--- Records shown ---

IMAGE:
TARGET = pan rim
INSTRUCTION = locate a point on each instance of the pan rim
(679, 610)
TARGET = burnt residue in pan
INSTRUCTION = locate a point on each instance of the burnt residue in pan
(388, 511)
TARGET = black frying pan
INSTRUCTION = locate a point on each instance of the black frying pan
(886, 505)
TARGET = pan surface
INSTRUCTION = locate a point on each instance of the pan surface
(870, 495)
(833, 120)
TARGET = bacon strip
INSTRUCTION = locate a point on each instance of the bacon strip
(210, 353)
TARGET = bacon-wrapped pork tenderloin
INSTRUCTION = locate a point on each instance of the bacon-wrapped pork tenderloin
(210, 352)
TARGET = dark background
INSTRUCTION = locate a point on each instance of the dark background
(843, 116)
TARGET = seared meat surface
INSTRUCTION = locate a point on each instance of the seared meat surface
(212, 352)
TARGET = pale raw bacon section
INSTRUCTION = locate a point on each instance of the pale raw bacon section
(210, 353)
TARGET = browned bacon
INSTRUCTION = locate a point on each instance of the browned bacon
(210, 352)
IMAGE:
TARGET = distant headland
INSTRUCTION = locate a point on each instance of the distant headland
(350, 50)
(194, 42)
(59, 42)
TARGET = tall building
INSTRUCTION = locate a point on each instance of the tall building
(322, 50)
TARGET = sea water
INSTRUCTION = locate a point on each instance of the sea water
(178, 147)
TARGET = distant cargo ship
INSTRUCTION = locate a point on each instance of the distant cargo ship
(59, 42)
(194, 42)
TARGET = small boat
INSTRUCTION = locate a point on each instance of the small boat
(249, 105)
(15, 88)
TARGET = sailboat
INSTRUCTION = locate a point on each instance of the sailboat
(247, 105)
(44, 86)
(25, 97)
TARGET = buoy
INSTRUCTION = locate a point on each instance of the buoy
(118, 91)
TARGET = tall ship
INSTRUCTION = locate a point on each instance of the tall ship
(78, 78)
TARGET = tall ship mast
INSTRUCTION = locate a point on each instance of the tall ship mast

---

• _Exercise task_:
Can you reproduce every item above, word for word and line by line?

• _Response to the exercise_:
IMAGE:
TARGET = pan rim
INSTRUCTION = locate a point on each instance of the pan rim
(679, 610)
TARGET = burnt residue in pan
INSTRUCTION = locate a point on each instance of the burnt residue in pan
(388, 511)
TARGET = black frying pan
INSTRUCTION = locate a point on each instance of the black frying pan
(886, 505)
TARGET = pan surface
INSTRUCTION = locate a point on each instance of the pan surface
(870, 495)
(833, 120)
TARGET = bacon strip
INSTRUCTION = locate a point on each instance of the bacon strip
(210, 353)
TARGET = bacon-wrapped pork tenderloin
INSTRUCTION = locate a point on each instance of the bacon-wrapped pork tenderloin
(210, 352)
TARGET = dark background
INSTRUCTION = locate a point on each instance of the dark background
(843, 116)
TARGET = seared meat surface
INSTRUCTION = locate a point on each instance of the seared meat surface
(212, 352)
TARGET = pale raw bacon section
INSTRUCTION = locate a point on each instance of the pale raw bacon section
(210, 353)
TARGET = browned bacon
INSTRUCTION = locate a point on each instance of the browned bacon
(210, 352)
IMAGE:
TARGET = distant headland
INSTRUCTION = locate a point on each instance of the distant headland
(350, 50)
(194, 42)
(59, 42)
TARGET = tall building
INSTRUCTION = locate a point on each instance of the tall building
(322, 50)
TARGET = sea water
INSTRUCTION = locate a point on each instance of the sea water
(178, 147)
TARGET = distant cargo ship
INSTRUCTION = locate a point on each instance of the distant cargo ship
(59, 42)
(194, 42)
TARGET = small boat
INSTRUCTION = locate a point on each instance of the small boat
(249, 105)
(15, 88)
TARGET = sailboat
INSTRUCTION = locate a point on each instance of the sailboat
(247, 105)
(44, 86)
(25, 97)
TARGET = buoy
INSTRUCTION = locate a point on each instance of the buoy
(118, 91)
TARGET = tall ship
INSTRUCTION = locate a point on each instance of the tall ship
(78, 78)
TARGET = tall ship mast
INSTRUCTION = locate a point on each instance of the tall ship mast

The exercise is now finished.